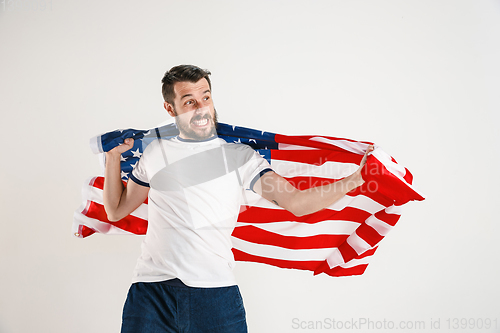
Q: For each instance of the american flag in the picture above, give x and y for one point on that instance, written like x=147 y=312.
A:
x=338 y=240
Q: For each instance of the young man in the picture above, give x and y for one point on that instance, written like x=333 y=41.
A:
x=195 y=184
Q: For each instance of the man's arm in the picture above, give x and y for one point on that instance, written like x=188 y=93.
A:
x=120 y=201
x=278 y=190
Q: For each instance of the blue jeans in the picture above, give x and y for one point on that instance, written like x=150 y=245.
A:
x=162 y=307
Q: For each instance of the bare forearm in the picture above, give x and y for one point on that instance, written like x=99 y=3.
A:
x=113 y=186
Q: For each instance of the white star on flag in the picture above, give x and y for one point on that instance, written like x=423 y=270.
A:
x=137 y=153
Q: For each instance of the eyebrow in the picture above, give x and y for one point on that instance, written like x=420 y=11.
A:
x=187 y=95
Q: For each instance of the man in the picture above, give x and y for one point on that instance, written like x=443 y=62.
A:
x=195 y=184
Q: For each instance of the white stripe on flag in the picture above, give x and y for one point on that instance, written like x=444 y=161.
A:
x=298 y=229
x=330 y=170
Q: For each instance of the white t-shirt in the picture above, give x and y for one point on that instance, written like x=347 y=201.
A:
x=196 y=189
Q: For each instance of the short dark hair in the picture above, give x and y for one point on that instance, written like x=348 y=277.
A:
x=181 y=73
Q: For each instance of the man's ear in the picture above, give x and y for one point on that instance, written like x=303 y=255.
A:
x=170 y=108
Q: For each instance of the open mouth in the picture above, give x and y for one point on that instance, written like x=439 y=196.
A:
x=200 y=122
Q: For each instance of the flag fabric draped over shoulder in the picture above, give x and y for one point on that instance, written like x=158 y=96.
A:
x=339 y=240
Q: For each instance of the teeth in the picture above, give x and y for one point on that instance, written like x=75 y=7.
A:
x=200 y=122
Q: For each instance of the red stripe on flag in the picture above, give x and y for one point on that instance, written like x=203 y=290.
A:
x=305 y=140
x=302 y=265
x=256 y=235
x=303 y=183
x=129 y=223
x=263 y=215
x=315 y=157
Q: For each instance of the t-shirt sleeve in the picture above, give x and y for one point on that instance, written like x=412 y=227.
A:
x=254 y=168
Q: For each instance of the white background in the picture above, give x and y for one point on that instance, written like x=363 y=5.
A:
x=419 y=78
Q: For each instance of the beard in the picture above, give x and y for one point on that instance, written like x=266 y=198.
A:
x=187 y=129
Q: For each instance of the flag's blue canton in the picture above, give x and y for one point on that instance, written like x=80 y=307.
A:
x=261 y=141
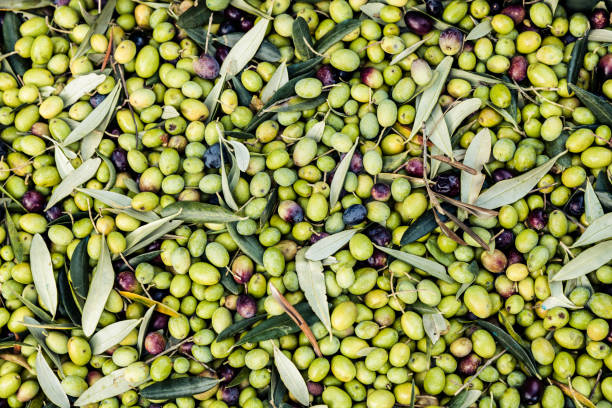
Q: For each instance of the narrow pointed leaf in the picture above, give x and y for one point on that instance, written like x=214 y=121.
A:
x=337 y=183
x=427 y=265
x=329 y=245
x=111 y=335
x=312 y=282
x=100 y=288
x=291 y=377
x=42 y=273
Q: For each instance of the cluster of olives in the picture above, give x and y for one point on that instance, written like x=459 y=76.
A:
x=166 y=125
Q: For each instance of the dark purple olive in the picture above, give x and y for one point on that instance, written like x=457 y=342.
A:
x=518 y=68
x=447 y=184
x=600 y=18
x=290 y=211
x=469 y=364
x=232 y=13
x=155 y=343
x=126 y=281
x=246 y=306
x=418 y=23
x=434 y=7
x=381 y=192
x=532 y=391
x=159 y=321
x=537 y=219
x=504 y=239
x=575 y=205
x=356 y=165
x=33 y=201
x=450 y=41
x=414 y=167
x=206 y=67
x=327 y=74
x=501 y=174
x=53 y=213
x=355 y=214
x=314 y=389
x=119 y=159
x=379 y=235
x=377 y=260
x=516 y=12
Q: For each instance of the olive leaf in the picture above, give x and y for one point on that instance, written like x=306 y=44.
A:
x=429 y=99
x=587 y=261
x=592 y=206
x=476 y=156
x=519 y=352
x=198 y=212
x=77 y=177
x=280 y=78
x=329 y=245
x=99 y=290
x=302 y=39
x=427 y=265
x=178 y=387
x=511 y=190
x=480 y=30
x=337 y=183
x=80 y=86
x=291 y=377
x=312 y=281
x=410 y=50
x=42 y=273
x=601 y=108
x=111 y=335
x=336 y=34
x=95 y=117
x=108 y=386
x=145 y=234
x=247 y=244
x=596 y=232
x=244 y=50
x=99 y=27
x=49 y=383
x=16 y=244
x=459 y=112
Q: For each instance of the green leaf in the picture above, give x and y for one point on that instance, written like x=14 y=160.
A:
x=509 y=191
x=239 y=327
x=111 y=335
x=337 y=183
x=429 y=99
x=99 y=27
x=247 y=244
x=79 y=269
x=16 y=244
x=336 y=34
x=178 y=387
x=278 y=326
x=100 y=288
x=587 y=261
x=575 y=62
x=80 y=175
x=521 y=354
x=431 y=267
x=601 y=108
x=329 y=245
x=198 y=212
x=291 y=377
x=49 y=383
x=42 y=273
x=312 y=281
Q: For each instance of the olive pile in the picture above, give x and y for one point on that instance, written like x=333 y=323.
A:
x=280 y=204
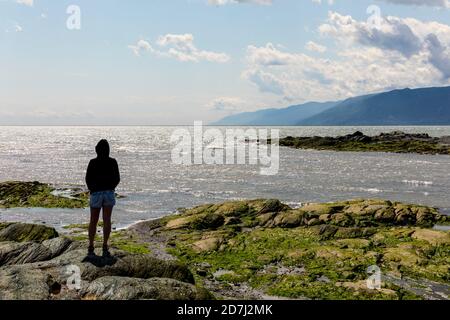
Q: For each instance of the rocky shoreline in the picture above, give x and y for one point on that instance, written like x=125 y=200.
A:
x=18 y=194
x=395 y=142
x=253 y=249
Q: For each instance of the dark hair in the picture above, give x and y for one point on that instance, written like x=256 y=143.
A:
x=102 y=149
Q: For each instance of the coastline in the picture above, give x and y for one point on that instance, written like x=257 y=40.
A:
x=252 y=249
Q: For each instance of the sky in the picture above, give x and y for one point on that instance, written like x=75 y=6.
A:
x=173 y=62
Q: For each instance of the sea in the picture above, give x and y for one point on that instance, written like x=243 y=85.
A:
x=153 y=185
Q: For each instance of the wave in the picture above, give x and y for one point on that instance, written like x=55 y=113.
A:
x=417 y=183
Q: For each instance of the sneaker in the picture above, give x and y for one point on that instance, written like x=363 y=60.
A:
x=106 y=252
x=91 y=251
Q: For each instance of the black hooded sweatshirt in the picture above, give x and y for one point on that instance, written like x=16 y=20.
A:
x=103 y=172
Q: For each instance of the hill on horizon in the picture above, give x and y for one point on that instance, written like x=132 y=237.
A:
x=424 y=106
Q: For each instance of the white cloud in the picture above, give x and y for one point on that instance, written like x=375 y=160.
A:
x=141 y=46
x=312 y=46
x=180 y=47
x=330 y=2
x=402 y=53
x=227 y=104
x=431 y=3
x=28 y=3
x=225 y=2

--- --- ---

Your goal
All lines from the one with "Q: For each instance of the black" through the final line above are to be quoted exactly; quote no other line.

Written response
Q: For each instance of the black hooded sweatshirt in the picture above, give x and y for one point on that instance, written like x=16 y=20.
A:
x=103 y=172
Q: For each instance of the hill on horizon in the picture above, give x and y for one point on that instance, written like x=132 y=237.
A:
x=424 y=106
Q: For each instance of the white cloud in the picture above, give x and y for one point on that instance, written like x=375 y=160.
A:
x=141 y=46
x=312 y=46
x=180 y=47
x=330 y=2
x=402 y=53
x=227 y=104
x=431 y=3
x=28 y=3
x=225 y=2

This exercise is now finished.